Text under study:
Crude oil prices rose to their highest level this year Tuesday as the world’s second- and third-largest oil producers jointly agreed to cap output, a bad omen for gasoline prices as Americans enjoy a lengthy reprieve from the historically high prices at the pump experienced last year.
Saudi Arabia will cut oil production by 1 million barrels per day through December, while Russia will reduce output by 300,000 barrels per day.
Future prices for the commodity subsequently shot up as supply shrank—the international benchmark Brent crude rose 1.6% to $89 per barrel by 3 p.m. Eastern time and U.S. benchmark West Texas Intermediate crude climbed 1.2% to $87 per barrel.
Brent touched its highest level since November 18, 2022 on Tuesday and West Texas Intermediate hit its priciest mark since November 15, 2022.
Energy stocks largely rose thanks to the rise in oil prices, as the S&P 500’s energy index’s 1% gain made it the biggest winner of the S&P’s 11 sectors Tuesday, climbing to a eight-month high.
Goldman Sachs economist Daan Struyven wrote Monday his historical analysis supports the notion the OPEC+ group encompassing Russia, Saudi Arabia and other non-U.S. oil titans will keep “lower supply for longer,” setting a $93 per barrel 12-month price target for Brent, implying 4% upside.
Solita Marcelli, chief investment officer Americas for UBS Global Wealth Management, wrote to clients Tuesday she has a “most preferred” view on oil globally, projecting Brent to jump 6% to $95 per barrel and WTI to climb 5% to $91 per barrel by year’s end.

Data under study:
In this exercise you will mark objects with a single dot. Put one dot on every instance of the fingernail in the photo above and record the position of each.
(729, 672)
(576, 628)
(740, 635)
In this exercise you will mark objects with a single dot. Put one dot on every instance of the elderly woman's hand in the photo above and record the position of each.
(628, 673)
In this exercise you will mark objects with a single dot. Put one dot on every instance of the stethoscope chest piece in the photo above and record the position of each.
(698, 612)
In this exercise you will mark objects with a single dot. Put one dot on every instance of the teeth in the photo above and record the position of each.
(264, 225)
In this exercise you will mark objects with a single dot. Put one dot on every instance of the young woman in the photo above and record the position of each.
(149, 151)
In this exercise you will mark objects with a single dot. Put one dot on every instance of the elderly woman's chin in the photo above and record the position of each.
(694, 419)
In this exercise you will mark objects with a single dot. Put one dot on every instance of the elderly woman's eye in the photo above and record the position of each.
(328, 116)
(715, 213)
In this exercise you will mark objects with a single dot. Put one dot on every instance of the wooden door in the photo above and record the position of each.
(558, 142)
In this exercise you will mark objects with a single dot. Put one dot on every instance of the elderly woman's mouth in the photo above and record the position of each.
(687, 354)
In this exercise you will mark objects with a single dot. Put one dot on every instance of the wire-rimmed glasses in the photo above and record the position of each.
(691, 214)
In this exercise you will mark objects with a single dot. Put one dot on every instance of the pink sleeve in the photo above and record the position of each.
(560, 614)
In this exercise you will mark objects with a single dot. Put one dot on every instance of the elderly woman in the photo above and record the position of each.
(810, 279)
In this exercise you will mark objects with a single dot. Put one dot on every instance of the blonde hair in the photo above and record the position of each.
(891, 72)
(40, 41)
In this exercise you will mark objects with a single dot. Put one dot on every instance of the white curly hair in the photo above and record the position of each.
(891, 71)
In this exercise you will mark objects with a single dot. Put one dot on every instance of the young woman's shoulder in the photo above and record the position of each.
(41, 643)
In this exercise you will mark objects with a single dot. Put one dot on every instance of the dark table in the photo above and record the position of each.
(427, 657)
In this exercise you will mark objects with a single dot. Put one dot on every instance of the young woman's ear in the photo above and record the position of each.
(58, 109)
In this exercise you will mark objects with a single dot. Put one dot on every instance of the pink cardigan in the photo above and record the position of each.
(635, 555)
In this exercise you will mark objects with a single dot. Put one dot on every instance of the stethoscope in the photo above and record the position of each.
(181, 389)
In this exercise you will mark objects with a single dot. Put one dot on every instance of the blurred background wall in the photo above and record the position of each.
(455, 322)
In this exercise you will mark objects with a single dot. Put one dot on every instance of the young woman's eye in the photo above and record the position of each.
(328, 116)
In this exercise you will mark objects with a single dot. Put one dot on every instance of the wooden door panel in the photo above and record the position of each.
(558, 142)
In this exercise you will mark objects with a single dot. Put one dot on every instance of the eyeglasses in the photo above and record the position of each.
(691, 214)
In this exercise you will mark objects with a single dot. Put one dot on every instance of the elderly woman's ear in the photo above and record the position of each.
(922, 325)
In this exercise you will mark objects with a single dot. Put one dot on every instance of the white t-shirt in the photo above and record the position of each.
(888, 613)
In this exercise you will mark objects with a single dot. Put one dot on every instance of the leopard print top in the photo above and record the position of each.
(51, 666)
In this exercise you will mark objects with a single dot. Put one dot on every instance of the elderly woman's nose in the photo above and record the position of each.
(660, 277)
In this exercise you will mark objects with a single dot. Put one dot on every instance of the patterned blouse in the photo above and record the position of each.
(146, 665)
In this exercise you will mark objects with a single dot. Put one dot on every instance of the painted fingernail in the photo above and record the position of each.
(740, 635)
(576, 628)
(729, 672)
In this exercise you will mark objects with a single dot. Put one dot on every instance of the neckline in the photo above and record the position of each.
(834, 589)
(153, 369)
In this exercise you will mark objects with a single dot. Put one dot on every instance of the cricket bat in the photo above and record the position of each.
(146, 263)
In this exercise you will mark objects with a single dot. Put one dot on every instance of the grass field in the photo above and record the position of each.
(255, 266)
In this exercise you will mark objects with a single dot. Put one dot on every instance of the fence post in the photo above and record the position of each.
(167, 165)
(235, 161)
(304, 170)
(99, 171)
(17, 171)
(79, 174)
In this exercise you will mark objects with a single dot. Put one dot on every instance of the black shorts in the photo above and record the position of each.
...
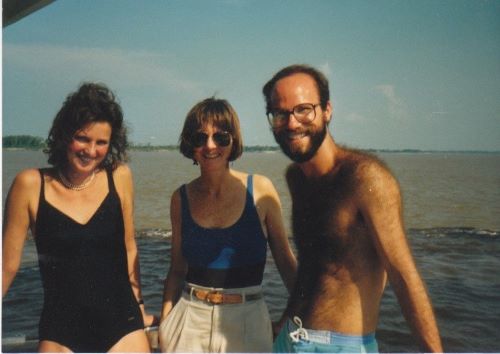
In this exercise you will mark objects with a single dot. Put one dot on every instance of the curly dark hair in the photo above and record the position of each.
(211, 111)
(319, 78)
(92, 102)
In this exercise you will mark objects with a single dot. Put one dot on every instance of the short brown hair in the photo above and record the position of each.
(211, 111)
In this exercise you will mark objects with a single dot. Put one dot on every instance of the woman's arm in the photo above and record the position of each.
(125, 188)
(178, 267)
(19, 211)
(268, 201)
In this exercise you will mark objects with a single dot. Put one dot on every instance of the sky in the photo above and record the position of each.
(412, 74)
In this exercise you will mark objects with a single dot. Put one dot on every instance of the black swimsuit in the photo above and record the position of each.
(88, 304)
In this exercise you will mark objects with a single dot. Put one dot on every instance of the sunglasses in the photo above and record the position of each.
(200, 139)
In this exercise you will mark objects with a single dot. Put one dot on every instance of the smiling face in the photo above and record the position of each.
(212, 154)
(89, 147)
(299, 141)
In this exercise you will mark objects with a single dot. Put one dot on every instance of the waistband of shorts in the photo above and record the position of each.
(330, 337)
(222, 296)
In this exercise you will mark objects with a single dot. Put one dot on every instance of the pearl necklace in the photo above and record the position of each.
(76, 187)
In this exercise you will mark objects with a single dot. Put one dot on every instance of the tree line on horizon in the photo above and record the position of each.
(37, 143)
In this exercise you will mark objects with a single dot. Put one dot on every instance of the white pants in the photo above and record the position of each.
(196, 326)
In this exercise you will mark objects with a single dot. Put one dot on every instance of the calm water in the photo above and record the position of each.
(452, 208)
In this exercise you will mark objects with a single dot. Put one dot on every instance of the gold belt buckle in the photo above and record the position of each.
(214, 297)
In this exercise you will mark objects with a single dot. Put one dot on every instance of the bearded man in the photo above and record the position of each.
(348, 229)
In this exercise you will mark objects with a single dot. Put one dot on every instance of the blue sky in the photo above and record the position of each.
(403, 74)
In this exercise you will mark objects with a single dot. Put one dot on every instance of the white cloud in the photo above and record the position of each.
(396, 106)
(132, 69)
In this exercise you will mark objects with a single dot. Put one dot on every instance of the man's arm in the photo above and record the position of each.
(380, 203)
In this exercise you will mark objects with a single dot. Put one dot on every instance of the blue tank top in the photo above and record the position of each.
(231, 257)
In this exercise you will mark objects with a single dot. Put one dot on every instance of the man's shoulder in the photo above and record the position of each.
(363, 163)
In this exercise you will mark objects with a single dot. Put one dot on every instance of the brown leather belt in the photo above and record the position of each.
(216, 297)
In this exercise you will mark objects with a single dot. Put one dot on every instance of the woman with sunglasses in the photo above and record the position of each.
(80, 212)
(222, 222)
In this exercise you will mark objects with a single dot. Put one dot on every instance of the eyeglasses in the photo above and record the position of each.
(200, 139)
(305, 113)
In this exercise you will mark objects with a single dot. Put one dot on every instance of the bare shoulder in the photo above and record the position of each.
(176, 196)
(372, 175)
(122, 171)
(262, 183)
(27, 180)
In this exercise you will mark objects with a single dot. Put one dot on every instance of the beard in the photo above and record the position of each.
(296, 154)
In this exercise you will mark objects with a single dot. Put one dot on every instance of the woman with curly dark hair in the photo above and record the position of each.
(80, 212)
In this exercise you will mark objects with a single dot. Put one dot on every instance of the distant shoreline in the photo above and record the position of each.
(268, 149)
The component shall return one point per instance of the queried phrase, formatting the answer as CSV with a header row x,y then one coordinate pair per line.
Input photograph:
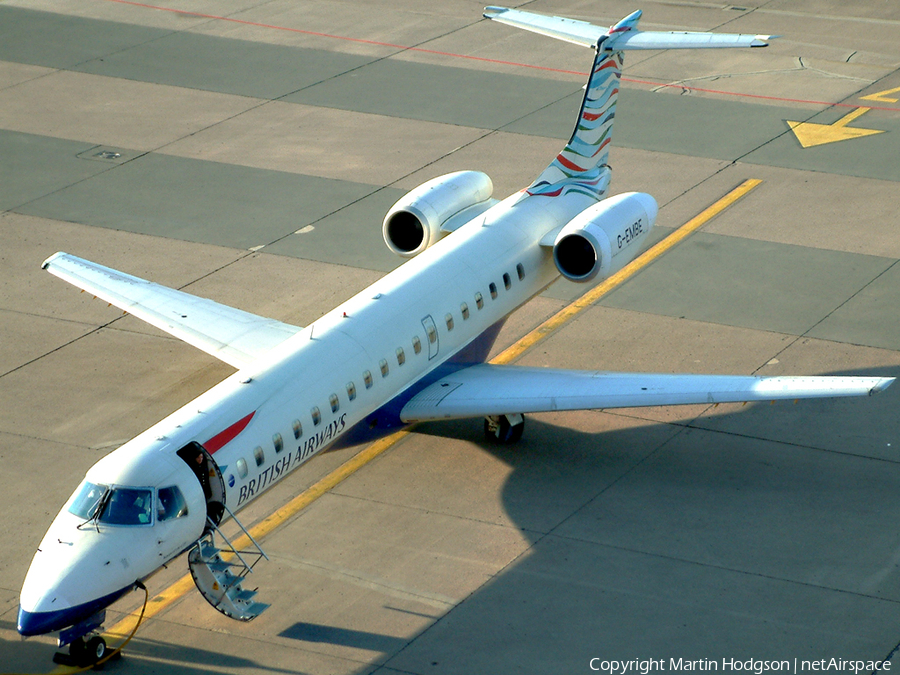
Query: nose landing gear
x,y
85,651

Tasks to carry out:
1. In the oil price article, by how many barrels per day will Russia reduce its output?
2. Write the next part of the oil price article, picking up after its final sentence.
None of the items are needed for what comes next.

Response list:
1. Russia will reduce output by 300,000 barrels per day.

2.
“It looks like the Saudis and Russians are on the same page about keeping the oil market tight,” summarized Oanda analyst Edward Moya.
The U.S. is the largest oil producer in the world, followed by Saudi Arabia, Russia, Canada and China, according to the Energy Information Administration. Brent is up 25% over the last three months and up more than 100% since its 2020 nadir due to the Covid-19 pandemic’s impact on travel. Oil prices remain down considerably from their multiyear peaks reached last year after Russia moved into Ukraine, upending global oil markets after a U.S.-led coalition announced they intended to stop Russian oil imports.
What To Watch For
If gas prices rise noticeably as crude oil prices soar, a strong likelihood considering crude prices largely determine the price American drivers pay at the pump. U.S. gas prices climbed over $5 per gallon for the first time ever last year, but were about $3.81 Tuesday, per AAA data. The decrease in gas prices has been among the chief reasons inflation has moderated over the past year.